### Conjunto de tarefas
**a.** No texto sobre a reforma do Ensino Médio, que nome tem recebido a política aprovada em 2024?
**b.** Dê continuidade ao texto sobre a reforma do Ensino Médio, começando logo após a última frase apresentada.

### Texto citado
********

Para isso, é preciso rememorar que essa política foi instituída a partir de uma
Medida Provisória apresentada em 2016, sem diálogo com estudantes e educadores,
a partir de um “diagnóstico” de crise do Ensino Médio brasileiro. A solução
seria flexibilizar os currículos por meio da escolha individual dos percursos
formativos.
O que constatei,
depois analisar documentos e dados estatísticos e depois de mergulhar nos
cotidianos de duas escolas, foi que, em vez de tornar a escola mais atraente
aos estudantes com a propalada liberdade de escolha, essa reforma promoveu o
esvaziamento do conhecimento escolar e sua substituição por componentes
fragmentados e “sem sentido” das trilhas, como afirmaram estudantes
entrevistados.
Por isso, não
consigo ver pontos positivos em uma política que faz do desalento um projeto
educativo, na medida em que retira da escola sua função de garantir aos
estudantes a apropriação dos conhecimentos culturais e científicos fundamentais
para a superação das desigualdades. Mas o projeto do
autoritarismo almeja justamente isso, disciplinar as juventudes para
a precariedade
da vida,
restringindo os espaços de construção coletiva, responsabilizando os indivíduos
pelos fracassos e despolitizando a escola, reduzida ao papel de cumprir
determinações impostas centralmente.
Espero que o
“novíssimo Ensino Médio”, como tem sido chamada essa política aprovada em 2024,
não represente mais do mesmo e que os ataques à educação enquanto um bem
público sejam enfrentados com mais força em 2025.
·
Como
será distribuída a carga horária das disciplinas tradicionais e dos itinerários
formativos no Ensino Médio agora? O que mudará para os estudantes a partir de
2025?

********

### Material apresentado
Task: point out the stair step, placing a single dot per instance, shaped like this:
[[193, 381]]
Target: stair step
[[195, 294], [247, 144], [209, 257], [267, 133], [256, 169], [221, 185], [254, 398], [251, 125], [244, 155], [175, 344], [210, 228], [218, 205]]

********

### Respostas escritas
**a.** Ela tem sido chamada de "novíssimo Ensino Médio".

**b.**
Ângela Both
Chagas – A lei de 2017 definiu um teto de 1.800 horas para a Formação
Geral Básica (FGB), que compreende os componentes curriculares comuns a todos
os estudantes, e 1.200 horas para os itinerários formativos, a dita parte
flexível. Com a mudança na legislação em 2024, tivemos uma ampliação da FGB
para um mínimo de 2.400 horas. Com isso, reduziu-se os itinerários a 600 horas.
Em outras palavras, para uma escola com jornada de cinco horas diárias, a
proporção da Formação Geral passou de um teto de 60% da carga horária para um
mínimo de 80%. Claro que é importante fazer a ressalva que para a formação
técnica-profissional, a lei abre a possibilidade de uma carga horária menor
para a FGB, de no mínimo 2.100 horas.
O ano de 2025 será
de transição para o novo modelo, mas aqui na rede estadual do Rio Grande
do Sul tanto os estudantes que entrarão no Ensino Médio este ano quanto
aqueles que já estavam cursando o “velho” Novo Ensino Médio terão a
carga horária das disciplinas escolares ampliada, o que é importantíssimo tendo
em vista os prejuízos para a formação dos estudantes fartamente registrados nas
pesquisas científicas com a inserção dos itinerários formativos.
·
Como
avalia a introdução dos itinerários formativos? Como professores e alunos têm
avaliado essas aulas?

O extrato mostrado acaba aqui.